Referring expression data
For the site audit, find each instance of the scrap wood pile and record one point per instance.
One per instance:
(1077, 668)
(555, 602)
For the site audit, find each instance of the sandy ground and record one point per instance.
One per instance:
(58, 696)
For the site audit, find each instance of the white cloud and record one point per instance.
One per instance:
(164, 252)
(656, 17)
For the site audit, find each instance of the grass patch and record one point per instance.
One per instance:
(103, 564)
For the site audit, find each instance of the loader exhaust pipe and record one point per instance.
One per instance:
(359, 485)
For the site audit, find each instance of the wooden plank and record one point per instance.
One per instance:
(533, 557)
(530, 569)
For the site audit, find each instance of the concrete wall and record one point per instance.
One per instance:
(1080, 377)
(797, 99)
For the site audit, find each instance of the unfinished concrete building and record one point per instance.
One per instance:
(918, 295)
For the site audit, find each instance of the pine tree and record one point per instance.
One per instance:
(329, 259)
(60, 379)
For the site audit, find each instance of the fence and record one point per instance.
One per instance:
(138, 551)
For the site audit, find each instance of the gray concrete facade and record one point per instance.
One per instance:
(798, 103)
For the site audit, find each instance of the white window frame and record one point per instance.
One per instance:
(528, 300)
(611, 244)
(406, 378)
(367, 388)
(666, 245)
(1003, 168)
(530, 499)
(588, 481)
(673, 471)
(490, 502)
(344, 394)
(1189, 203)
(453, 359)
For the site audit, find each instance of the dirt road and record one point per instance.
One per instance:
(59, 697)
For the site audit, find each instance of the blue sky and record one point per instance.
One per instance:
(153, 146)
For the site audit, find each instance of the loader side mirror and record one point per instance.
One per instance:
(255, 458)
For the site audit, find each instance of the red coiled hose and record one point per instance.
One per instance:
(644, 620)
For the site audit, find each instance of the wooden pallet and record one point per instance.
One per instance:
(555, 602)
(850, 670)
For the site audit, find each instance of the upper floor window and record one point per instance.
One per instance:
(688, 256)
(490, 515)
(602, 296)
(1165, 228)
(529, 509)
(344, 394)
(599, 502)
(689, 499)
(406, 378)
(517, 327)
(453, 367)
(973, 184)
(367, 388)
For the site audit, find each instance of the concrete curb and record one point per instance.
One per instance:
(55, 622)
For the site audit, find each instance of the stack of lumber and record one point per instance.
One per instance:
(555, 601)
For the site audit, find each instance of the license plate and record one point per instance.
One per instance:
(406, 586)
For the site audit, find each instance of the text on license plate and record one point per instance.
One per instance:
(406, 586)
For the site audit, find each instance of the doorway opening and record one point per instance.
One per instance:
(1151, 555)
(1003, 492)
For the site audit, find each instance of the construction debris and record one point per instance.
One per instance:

### Exercise prompt
Going from the line that contains "For the site audit, find each instance of the stack" to the last line of the records, reproduce every line as written.

### Problem solution
For the site audit, find each instance of the stack of lumber and record one point per instance.
One per instance:
(555, 601)
For the site audit, find each instance of the license plate and record one point per instance.
One per instance:
(406, 586)
For the site audit, find each instance of the text on license plate and record one point per instance.
One per instance:
(406, 586)
For the site audit, find each instance of the doorway opening and record one point per instance.
One per instance:
(1151, 555)
(1003, 492)
For the site audit, find each instance of the construction debris and record one point per instance.
One per instance:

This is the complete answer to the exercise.